§ **EXCERPTED DATA**:
------------------------------------------------------------

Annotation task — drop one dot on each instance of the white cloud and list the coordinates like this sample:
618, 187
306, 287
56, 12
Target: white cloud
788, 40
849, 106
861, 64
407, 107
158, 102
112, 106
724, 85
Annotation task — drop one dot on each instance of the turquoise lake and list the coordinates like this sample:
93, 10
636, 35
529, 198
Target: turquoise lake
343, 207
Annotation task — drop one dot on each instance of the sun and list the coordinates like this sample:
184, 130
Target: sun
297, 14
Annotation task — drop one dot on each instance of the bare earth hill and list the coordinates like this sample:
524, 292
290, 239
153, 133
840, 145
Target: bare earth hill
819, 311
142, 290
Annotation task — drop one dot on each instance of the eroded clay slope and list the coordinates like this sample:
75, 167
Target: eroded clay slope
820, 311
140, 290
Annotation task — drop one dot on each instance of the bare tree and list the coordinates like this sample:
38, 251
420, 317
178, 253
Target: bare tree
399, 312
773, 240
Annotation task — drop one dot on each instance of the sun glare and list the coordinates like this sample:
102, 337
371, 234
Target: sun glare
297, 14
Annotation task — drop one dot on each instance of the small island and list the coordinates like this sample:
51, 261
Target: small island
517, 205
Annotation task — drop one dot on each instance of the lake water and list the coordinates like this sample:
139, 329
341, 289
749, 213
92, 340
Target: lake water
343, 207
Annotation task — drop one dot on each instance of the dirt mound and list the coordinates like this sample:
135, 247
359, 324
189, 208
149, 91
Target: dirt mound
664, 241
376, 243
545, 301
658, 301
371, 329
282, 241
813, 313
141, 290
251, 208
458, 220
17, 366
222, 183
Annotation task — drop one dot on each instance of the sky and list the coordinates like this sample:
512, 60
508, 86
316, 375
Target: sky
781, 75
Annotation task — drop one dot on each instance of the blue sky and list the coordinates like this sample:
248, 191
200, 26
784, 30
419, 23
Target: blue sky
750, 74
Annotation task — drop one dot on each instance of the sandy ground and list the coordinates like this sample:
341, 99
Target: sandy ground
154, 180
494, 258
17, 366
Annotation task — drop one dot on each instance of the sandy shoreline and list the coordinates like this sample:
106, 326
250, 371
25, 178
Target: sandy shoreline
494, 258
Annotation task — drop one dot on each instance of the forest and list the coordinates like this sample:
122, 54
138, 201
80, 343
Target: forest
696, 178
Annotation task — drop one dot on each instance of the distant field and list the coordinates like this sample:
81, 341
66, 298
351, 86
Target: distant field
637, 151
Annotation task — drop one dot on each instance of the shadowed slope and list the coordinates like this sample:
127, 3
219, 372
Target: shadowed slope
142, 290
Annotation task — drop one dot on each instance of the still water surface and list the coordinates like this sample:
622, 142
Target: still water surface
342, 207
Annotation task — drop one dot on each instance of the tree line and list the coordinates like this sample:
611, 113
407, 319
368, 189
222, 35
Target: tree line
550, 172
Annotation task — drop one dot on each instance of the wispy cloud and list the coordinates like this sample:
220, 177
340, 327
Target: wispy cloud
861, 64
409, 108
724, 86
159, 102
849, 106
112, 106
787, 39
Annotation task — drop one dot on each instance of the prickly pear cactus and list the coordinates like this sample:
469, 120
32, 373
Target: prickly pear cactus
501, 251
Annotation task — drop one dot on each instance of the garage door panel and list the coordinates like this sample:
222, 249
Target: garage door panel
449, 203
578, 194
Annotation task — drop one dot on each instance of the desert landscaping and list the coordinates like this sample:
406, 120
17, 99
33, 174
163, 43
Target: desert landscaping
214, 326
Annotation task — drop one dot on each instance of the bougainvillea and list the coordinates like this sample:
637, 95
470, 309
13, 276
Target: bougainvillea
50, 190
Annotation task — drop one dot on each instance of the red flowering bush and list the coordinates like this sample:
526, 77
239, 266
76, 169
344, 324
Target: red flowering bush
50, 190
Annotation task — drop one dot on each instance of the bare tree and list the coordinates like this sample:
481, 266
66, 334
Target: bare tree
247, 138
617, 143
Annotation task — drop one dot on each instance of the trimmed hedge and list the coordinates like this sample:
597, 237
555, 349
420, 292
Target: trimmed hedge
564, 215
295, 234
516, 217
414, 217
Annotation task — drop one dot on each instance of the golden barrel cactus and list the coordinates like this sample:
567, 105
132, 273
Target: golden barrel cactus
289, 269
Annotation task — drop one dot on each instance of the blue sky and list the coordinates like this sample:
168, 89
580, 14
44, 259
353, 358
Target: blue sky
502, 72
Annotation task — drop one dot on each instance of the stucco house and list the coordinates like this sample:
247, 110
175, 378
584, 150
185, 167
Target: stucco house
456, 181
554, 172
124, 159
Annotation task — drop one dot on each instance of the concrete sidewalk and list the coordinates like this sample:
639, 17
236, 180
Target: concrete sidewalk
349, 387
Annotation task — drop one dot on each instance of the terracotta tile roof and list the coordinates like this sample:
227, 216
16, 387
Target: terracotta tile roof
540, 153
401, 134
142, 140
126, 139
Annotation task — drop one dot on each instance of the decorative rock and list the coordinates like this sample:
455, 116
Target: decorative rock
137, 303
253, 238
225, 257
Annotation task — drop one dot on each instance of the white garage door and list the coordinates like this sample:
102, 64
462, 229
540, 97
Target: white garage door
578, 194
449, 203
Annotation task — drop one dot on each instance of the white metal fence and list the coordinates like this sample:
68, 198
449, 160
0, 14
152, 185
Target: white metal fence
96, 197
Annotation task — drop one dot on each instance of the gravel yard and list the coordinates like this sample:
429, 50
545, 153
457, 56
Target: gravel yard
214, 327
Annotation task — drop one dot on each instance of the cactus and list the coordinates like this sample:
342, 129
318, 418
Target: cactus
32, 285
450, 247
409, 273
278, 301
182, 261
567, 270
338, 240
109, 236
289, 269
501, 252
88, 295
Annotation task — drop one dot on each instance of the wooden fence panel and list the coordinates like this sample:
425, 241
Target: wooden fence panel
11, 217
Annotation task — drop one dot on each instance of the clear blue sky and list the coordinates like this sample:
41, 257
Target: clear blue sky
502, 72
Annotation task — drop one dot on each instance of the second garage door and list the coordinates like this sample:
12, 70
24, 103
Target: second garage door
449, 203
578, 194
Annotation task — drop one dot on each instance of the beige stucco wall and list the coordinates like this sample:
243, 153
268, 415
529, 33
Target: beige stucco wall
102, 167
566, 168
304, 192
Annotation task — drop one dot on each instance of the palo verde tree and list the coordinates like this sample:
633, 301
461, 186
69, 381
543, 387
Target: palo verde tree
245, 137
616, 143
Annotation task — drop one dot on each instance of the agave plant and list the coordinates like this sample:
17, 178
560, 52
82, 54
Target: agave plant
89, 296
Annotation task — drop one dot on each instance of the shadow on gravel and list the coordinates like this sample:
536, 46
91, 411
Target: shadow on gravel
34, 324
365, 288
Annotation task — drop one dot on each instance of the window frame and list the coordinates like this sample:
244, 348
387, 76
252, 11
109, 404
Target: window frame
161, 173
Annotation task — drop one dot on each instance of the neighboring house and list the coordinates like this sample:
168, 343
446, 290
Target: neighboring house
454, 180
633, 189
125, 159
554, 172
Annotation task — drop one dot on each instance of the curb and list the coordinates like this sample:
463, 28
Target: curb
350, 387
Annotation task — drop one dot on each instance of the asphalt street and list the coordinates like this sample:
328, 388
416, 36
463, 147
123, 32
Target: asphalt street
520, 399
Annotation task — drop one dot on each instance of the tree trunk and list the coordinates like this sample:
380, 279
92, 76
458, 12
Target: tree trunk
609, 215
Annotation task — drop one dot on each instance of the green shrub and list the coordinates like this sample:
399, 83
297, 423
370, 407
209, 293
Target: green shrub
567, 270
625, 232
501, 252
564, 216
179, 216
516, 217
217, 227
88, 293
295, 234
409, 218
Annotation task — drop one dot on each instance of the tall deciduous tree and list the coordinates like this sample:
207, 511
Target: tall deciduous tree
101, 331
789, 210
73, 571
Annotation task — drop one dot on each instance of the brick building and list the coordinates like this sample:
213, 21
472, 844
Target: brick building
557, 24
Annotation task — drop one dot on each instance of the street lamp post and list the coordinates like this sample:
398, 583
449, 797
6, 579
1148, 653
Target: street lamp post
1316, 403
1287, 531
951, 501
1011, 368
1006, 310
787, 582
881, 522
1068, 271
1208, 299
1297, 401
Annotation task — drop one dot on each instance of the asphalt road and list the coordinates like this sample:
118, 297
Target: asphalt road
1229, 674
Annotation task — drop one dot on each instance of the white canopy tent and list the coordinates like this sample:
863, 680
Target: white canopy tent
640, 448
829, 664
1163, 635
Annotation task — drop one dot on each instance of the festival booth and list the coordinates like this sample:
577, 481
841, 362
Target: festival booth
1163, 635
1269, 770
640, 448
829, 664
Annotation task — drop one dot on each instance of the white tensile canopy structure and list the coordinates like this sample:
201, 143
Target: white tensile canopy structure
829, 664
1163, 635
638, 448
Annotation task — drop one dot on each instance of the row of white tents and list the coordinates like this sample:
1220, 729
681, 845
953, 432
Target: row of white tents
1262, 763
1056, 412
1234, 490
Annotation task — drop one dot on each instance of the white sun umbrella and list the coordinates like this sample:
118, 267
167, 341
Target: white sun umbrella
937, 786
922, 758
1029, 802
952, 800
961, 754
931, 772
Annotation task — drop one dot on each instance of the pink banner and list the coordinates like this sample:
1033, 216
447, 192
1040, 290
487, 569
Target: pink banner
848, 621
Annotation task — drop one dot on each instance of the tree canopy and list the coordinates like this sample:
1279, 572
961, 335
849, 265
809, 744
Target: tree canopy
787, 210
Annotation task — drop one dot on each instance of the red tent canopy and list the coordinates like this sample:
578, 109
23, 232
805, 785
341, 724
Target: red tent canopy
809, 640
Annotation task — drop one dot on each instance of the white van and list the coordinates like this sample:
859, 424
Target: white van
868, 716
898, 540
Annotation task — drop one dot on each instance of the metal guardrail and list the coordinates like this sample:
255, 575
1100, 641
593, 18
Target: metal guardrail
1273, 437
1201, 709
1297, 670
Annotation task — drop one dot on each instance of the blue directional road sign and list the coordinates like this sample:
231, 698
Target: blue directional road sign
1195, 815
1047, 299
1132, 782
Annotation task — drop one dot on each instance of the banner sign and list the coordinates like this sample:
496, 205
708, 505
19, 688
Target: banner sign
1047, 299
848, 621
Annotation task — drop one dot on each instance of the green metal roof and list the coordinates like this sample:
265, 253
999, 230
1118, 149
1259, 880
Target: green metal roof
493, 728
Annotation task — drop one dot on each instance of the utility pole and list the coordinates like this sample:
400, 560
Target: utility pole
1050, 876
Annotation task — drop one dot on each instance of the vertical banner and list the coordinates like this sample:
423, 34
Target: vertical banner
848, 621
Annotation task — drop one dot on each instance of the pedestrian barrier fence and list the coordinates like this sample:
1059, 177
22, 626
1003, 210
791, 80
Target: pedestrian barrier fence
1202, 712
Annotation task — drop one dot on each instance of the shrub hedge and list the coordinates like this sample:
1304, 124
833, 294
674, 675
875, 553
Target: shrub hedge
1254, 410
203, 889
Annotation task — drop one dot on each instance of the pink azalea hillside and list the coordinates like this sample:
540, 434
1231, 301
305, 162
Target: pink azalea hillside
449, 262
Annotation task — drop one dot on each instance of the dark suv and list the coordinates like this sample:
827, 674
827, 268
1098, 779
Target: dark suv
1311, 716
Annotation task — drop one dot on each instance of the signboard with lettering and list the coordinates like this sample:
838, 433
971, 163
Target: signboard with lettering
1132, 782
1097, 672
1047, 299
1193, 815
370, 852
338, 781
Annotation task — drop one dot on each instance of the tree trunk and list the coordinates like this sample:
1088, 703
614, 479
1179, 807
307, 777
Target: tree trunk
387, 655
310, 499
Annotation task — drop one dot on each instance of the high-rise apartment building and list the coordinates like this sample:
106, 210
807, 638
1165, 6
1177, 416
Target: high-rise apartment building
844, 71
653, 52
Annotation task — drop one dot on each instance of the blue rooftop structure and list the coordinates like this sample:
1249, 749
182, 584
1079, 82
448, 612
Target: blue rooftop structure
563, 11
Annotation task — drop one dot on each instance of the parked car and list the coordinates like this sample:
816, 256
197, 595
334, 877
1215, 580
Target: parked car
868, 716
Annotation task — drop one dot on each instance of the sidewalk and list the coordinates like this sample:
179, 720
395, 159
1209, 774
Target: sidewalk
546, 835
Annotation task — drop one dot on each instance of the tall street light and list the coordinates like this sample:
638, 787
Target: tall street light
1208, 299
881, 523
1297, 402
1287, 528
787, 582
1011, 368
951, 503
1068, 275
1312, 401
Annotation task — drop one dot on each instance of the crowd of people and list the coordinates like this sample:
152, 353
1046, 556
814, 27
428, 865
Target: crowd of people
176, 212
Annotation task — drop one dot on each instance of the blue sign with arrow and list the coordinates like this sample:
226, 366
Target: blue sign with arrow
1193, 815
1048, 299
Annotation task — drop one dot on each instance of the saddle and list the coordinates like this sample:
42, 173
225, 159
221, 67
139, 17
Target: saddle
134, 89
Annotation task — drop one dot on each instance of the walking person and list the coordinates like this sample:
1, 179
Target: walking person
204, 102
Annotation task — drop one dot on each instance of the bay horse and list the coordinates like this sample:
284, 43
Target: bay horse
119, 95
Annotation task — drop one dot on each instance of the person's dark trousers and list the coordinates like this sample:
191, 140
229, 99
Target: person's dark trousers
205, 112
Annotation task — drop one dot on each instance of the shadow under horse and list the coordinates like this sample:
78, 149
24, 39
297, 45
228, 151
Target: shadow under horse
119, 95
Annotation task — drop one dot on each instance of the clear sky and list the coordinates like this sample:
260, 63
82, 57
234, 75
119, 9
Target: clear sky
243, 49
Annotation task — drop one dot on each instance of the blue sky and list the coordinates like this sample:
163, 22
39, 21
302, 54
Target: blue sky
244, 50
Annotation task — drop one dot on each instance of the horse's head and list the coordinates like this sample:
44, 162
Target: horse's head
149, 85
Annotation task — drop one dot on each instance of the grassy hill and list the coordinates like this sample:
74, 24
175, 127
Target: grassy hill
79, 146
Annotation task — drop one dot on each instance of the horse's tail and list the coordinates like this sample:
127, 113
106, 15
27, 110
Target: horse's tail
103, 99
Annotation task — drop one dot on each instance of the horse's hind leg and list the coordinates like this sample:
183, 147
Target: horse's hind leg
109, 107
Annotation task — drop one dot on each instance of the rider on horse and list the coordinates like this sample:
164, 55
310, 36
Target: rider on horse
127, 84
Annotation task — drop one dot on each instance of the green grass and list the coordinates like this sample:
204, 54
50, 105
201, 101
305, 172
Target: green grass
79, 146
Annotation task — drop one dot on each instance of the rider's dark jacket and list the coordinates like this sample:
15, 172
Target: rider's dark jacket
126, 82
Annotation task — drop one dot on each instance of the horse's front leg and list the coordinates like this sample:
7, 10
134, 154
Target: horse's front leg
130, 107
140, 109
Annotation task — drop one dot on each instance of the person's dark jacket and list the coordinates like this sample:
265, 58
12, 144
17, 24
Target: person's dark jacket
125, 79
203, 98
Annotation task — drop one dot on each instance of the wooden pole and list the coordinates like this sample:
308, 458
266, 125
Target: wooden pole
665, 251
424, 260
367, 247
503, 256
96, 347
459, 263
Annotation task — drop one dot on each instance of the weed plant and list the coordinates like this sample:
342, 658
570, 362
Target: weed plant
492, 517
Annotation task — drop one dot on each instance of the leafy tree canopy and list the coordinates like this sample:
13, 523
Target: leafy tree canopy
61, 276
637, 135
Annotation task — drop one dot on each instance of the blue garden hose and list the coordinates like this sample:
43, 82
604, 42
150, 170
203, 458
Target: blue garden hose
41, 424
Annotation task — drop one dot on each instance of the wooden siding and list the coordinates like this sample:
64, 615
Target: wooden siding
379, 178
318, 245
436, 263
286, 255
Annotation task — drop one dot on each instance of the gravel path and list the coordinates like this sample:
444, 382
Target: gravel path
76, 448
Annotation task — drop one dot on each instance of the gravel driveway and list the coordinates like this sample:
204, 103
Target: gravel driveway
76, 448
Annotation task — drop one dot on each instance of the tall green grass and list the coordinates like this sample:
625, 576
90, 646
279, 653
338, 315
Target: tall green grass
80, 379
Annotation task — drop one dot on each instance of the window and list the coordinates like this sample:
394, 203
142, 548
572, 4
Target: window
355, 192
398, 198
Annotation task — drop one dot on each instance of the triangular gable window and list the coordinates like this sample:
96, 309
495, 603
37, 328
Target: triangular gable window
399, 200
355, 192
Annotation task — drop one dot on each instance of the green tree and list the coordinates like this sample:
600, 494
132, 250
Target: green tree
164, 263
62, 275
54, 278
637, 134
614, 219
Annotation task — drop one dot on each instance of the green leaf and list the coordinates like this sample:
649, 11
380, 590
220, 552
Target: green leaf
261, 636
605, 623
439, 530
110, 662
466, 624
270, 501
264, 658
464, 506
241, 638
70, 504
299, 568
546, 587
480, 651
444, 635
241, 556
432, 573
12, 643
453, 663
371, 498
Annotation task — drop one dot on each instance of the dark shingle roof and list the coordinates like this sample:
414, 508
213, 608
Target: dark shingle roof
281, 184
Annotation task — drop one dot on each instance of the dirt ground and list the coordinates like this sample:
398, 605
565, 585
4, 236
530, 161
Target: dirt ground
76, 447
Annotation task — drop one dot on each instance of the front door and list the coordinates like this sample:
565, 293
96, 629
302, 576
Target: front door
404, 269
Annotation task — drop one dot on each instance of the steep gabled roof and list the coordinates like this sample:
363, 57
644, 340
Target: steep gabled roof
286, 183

------------------------------------------------------------

§ **TASK**:
Copy, character for character, the lines from the line that holds "the wooden siding" through the final line of the records above.

§ **WRITTEN ANSWER**:
Annotation task — drop one dot on each instance of the wooden siding and list the coordinates like this sample:
64, 615
Target: wooden siding
379, 178
318, 245
436, 263
286, 255
Annotation task — drop one dot on each instance of the gravel path and list the coordinates like this sample:
444, 382
Target: gravel path
76, 448
Annotation task — drop one dot on each instance of the gravel driveway and list the coordinates like this sample:
204, 103
Target: gravel driveway
76, 448
Annotation task — drop one dot on each instance of the tall green grass and list the coordinates like this sample:
625, 576
90, 646
279, 653
338, 315
Target: tall green grass
80, 379
Annotation task — drop one dot on each instance of the window and list the coordinates like this sample:
394, 203
142, 548
572, 4
Target: window
355, 192
398, 198
Annotation task — drop one dot on each instance of the triangular gable window and list the coordinates like this sample:
96, 309
495, 603
37, 328
Target: triangular gable window
399, 200
355, 192
Annotation task — drop one dot on each instance of the green tree and list the coordinates like this sample:
600, 494
132, 250
Target: green tree
164, 263
62, 275
54, 278
637, 134
614, 219
Annotation task — drop one dot on each instance of the green leaf and list the coordinates like this sample:
649, 11
380, 590
220, 552
Target: green leaf
261, 636
605, 623
439, 530
110, 662
466, 624
270, 501
264, 658
464, 506
241, 638
70, 504
299, 568
546, 587
480, 651
444, 635
241, 556
432, 573
12, 643
453, 663
371, 498
Annotation task — drop one dot on each instance of the dark shingle roof and list the coordinates like this sample:
414, 508
213, 608
Target: dark shingle roof
281, 184
Annotation task — drop one dot on each instance of the dirt ground and list the coordinates like this sample:
398, 605
565, 585
4, 236
530, 161
Target: dirt ground
76, 447
Annotation task — drop one dot on each instance of the front door and list the coordinates like this sample:
565, 293
96, 629
302, 576
Target: front door
404, 269
Annotation task — drop one dot on each instance of the steep gabled roof and list the coordinates like this sample:
363, 57
644, 340
Target: steep gabled roof
286, 183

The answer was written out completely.